(EXERCISE GOAL) Render the records as a Markdown table with the columns Row and Line, one numbered row per line and no rows for blank lines. Begin at the line containing "Prompts follow the" and stop after the line containing "box: [293, 66, 372, 202]".

(TASK INPUTS)
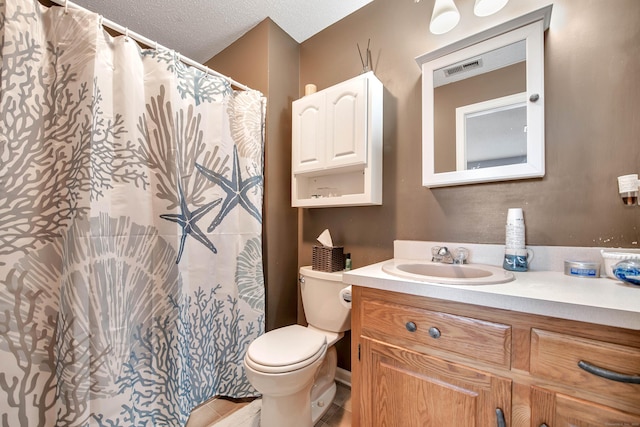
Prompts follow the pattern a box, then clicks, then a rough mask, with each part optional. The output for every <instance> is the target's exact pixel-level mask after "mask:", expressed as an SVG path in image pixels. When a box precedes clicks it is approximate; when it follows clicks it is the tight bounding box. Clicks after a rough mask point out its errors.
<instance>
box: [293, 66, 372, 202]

---

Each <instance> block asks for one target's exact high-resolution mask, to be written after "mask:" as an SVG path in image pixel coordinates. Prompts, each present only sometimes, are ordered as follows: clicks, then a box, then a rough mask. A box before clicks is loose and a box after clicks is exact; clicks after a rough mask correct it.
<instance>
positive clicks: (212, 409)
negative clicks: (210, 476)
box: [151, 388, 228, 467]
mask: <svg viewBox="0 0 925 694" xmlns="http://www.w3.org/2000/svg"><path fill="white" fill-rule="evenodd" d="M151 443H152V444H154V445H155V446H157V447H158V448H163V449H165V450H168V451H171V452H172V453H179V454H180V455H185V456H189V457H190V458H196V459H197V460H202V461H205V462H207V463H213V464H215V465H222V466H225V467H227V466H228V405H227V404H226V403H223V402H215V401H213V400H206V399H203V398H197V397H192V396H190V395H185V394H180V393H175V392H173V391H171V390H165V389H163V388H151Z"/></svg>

(ANSWER FOR THE TASK)
| Row | Line |
|---|---|
| 1 | Prompts follow the pattern a box, then clicks, then a rough mask, with each part optional. The output for every <instance> is the target's exact pixel-level mask after "mask:", expressed as an SVG path in image pixels. When a box precedes clicks it is approximate; when it follows clicks it is the tight bounding box. Clicks after a rough mask point out its errors. |
| 2 | <instance> |
| 3 | box: [293, 66, 372, 202] |